◆ **What you will do**
Which lines in the items below contain the word "forehead"? Return each of them in full.

─── Supplied information ───

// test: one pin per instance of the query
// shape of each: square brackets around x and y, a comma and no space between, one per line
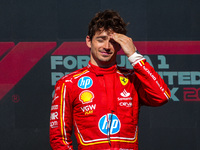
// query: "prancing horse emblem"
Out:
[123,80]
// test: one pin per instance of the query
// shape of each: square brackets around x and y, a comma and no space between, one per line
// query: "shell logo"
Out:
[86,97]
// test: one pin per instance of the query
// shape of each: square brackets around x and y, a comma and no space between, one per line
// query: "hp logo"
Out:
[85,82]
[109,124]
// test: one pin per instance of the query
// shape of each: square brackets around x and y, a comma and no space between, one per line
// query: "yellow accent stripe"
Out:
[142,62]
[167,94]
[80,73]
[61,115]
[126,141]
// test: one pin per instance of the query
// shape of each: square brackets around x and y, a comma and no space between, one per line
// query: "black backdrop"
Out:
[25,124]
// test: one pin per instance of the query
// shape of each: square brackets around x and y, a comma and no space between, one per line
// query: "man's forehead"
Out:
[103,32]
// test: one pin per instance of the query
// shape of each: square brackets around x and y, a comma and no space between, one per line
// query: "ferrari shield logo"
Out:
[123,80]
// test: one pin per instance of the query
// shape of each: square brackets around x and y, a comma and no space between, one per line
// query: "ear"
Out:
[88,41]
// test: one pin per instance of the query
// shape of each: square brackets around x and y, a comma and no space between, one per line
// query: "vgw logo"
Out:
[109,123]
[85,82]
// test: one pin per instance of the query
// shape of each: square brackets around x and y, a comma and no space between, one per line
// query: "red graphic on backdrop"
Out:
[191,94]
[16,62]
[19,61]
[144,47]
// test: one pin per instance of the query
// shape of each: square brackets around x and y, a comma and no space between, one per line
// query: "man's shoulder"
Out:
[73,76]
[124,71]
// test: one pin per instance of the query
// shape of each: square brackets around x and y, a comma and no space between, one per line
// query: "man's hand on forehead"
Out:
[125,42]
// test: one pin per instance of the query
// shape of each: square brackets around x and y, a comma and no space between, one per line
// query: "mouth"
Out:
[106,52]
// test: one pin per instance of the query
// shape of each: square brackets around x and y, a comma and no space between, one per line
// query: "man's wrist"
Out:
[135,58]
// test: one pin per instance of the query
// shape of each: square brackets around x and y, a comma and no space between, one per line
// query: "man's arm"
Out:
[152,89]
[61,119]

───
─── Supplied information ───

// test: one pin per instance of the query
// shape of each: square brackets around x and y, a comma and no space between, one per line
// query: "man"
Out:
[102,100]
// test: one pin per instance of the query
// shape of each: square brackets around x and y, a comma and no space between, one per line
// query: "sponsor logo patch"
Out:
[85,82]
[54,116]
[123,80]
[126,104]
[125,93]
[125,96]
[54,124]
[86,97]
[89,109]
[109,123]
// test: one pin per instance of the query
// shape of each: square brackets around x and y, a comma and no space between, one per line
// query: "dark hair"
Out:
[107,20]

───

◆ **Answer to this task**
// query: "man's forehead"
// query: "man's hand on forehead"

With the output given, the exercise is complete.